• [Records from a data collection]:
--- Begin ---

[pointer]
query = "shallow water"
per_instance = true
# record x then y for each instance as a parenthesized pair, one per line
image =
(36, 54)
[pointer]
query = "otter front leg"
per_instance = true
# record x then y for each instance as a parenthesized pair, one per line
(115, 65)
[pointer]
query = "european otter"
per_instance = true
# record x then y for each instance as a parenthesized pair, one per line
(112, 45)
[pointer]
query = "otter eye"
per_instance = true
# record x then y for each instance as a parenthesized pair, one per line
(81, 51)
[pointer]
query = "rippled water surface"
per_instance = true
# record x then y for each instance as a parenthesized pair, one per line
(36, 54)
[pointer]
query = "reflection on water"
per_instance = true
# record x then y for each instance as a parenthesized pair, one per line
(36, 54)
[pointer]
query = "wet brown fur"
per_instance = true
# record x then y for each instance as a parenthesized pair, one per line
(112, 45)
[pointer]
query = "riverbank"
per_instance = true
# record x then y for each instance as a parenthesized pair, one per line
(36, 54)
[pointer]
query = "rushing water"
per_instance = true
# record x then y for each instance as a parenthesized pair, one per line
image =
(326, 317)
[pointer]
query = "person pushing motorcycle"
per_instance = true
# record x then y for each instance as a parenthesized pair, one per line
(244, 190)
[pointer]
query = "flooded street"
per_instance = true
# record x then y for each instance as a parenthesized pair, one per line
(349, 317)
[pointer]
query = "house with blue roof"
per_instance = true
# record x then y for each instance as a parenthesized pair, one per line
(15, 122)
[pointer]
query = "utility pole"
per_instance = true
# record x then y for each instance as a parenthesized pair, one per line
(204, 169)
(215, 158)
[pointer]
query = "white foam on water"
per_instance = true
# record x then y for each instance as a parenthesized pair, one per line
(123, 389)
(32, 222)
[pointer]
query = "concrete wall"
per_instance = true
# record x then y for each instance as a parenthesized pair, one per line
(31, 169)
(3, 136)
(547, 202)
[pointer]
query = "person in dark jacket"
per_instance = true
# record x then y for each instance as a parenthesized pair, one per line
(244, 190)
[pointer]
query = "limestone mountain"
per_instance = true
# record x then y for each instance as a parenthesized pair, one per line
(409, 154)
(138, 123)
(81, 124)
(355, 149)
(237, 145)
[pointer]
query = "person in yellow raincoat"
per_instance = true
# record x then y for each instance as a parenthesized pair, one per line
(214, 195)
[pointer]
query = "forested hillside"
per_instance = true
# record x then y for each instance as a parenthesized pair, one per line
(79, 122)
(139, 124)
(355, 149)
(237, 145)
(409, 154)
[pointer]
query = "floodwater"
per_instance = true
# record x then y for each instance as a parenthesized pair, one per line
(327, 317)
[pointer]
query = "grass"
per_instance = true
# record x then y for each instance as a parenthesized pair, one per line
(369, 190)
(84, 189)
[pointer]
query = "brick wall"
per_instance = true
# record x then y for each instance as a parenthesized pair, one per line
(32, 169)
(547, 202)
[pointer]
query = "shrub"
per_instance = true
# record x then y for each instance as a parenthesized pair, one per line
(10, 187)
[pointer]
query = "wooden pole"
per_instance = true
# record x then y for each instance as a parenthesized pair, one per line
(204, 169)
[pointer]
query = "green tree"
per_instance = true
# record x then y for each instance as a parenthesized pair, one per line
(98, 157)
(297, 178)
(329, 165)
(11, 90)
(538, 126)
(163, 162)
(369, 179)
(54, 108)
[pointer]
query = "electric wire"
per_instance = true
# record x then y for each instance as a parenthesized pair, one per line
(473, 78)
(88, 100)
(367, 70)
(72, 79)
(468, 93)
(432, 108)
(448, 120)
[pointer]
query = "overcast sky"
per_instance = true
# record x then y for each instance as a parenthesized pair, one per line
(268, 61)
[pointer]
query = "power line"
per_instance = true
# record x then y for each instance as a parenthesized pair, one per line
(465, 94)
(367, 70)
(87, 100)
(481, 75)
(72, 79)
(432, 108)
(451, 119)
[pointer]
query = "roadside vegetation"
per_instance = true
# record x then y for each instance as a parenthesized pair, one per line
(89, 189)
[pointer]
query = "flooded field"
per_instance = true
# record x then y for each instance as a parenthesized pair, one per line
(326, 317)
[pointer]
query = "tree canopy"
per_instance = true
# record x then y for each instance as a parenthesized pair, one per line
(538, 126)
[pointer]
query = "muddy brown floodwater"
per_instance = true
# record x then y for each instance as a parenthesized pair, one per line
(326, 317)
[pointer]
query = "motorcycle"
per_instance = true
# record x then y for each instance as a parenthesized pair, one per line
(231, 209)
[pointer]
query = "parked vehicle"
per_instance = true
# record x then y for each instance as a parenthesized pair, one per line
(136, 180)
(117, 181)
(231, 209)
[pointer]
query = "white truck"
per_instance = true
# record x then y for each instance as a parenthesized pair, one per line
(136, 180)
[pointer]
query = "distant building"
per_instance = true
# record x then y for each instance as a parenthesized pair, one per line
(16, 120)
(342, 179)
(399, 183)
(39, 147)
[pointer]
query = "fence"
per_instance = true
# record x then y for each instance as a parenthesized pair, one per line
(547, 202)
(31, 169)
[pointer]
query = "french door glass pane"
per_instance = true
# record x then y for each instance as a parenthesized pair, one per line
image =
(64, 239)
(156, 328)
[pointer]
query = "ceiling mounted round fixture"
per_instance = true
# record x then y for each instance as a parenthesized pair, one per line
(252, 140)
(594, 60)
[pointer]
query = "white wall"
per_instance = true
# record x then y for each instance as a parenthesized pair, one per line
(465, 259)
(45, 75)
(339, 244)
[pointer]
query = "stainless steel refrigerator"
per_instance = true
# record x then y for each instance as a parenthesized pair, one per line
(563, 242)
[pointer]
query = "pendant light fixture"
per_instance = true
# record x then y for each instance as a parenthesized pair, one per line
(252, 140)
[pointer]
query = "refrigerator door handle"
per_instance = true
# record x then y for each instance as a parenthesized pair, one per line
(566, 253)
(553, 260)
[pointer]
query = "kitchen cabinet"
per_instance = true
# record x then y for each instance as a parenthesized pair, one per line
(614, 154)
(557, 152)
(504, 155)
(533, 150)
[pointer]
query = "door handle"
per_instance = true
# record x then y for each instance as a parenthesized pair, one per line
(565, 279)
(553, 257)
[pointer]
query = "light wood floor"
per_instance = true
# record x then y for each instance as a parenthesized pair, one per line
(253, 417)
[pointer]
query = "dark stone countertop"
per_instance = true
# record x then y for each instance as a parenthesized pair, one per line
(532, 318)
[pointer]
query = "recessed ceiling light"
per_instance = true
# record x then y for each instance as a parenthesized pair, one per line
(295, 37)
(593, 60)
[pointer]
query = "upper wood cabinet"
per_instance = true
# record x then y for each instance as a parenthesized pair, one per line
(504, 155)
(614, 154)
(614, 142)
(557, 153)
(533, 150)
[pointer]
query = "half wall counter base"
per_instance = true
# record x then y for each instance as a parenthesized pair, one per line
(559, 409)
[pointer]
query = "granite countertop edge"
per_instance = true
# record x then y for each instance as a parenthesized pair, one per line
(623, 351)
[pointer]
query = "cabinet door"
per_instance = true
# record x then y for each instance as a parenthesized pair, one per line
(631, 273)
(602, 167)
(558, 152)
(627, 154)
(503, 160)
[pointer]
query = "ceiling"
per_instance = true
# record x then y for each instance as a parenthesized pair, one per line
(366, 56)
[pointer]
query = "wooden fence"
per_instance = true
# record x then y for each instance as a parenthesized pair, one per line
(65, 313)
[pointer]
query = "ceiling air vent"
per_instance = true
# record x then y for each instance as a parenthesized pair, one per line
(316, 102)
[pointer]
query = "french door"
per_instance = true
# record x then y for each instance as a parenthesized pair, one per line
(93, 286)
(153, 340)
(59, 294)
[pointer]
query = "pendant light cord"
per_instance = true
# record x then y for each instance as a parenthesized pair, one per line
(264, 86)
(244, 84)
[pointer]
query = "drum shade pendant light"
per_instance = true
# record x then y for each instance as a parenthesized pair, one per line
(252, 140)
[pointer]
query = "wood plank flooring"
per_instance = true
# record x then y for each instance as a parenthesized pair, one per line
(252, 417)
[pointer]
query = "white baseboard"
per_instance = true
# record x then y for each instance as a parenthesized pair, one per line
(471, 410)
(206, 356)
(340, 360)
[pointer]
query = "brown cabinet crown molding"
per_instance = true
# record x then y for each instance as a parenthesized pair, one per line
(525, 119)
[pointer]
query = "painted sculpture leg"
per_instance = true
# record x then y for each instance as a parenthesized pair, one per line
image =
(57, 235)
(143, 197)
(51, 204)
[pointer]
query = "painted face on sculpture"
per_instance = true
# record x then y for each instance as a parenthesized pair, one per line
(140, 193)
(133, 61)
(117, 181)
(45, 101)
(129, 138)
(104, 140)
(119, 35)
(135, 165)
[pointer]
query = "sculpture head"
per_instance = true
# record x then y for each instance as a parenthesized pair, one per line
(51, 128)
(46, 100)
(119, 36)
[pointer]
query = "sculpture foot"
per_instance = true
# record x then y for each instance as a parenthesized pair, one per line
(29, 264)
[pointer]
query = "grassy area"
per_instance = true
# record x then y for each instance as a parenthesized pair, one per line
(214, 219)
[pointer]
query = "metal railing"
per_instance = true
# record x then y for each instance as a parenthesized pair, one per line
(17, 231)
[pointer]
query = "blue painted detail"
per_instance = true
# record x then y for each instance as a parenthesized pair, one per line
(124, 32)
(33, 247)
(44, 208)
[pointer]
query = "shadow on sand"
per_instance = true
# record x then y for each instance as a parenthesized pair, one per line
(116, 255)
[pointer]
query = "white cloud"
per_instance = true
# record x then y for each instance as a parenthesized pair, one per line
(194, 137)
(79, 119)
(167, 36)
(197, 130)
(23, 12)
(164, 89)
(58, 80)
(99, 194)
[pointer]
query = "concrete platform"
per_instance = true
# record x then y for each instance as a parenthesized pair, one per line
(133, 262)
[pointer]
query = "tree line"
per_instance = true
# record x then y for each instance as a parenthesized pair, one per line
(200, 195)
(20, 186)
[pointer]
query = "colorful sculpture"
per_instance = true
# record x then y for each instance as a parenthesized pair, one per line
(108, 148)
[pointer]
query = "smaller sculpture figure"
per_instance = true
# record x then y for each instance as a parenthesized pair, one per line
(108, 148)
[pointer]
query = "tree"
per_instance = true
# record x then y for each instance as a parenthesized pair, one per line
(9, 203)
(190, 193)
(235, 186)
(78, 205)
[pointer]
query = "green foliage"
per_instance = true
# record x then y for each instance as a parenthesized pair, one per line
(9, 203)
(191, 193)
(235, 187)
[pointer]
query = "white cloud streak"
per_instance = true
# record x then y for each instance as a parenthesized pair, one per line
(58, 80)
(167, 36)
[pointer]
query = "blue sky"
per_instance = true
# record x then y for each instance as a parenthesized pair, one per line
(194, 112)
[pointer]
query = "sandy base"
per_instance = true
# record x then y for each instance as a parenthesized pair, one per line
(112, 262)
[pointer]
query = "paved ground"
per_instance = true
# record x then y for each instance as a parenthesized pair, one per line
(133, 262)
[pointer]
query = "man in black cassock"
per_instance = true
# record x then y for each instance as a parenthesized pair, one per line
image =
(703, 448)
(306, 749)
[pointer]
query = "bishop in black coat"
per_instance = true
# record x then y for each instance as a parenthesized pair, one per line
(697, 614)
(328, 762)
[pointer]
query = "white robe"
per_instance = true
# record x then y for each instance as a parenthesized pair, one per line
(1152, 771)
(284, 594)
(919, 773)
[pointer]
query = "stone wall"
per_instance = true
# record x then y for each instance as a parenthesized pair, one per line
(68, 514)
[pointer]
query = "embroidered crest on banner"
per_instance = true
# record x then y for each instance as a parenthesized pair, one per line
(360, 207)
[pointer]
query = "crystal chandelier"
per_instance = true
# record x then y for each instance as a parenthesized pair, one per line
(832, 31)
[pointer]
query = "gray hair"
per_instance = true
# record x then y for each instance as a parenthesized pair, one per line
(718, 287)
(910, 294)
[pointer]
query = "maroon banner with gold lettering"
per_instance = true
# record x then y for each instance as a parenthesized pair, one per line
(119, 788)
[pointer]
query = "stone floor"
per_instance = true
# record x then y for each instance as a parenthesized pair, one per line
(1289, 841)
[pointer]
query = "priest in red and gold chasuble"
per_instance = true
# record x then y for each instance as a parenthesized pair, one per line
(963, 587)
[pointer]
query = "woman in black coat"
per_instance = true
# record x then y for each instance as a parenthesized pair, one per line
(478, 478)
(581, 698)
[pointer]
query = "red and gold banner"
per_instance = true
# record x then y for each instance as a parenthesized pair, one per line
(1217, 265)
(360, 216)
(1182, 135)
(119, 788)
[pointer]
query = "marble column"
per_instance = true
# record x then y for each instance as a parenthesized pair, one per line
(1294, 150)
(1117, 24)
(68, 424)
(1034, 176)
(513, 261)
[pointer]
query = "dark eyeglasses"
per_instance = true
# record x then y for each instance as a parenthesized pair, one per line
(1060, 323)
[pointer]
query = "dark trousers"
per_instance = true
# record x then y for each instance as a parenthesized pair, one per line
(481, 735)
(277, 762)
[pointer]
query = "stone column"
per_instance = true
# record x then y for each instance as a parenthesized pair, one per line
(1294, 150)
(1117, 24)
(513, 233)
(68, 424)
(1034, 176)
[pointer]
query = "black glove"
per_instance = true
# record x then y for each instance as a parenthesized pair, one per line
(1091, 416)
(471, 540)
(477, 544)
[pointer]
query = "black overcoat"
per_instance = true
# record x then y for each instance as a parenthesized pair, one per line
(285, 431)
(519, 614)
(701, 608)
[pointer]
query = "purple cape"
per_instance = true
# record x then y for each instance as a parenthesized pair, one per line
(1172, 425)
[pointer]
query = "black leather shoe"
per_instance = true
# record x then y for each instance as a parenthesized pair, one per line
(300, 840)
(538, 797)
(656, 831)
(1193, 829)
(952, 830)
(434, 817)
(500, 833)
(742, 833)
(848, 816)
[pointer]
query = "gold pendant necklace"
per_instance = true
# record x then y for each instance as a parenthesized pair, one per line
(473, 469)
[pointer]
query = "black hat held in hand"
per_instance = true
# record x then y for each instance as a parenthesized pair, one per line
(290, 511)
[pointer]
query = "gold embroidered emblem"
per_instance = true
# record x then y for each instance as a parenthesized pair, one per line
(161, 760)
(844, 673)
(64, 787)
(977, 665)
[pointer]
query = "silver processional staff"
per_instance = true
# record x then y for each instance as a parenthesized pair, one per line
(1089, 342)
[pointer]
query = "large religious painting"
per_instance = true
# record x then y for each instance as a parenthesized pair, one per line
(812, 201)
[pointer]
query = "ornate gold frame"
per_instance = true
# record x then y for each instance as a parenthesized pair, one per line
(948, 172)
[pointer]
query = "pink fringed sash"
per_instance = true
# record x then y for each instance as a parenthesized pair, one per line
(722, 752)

--- End ---

• [Exercise objective]:
Pick out every line in the material above that contains the string "pole", and copy each such line. Letter case matters.

• [Response to this exercise]:
query = "utility pole"
query = "wooden pole"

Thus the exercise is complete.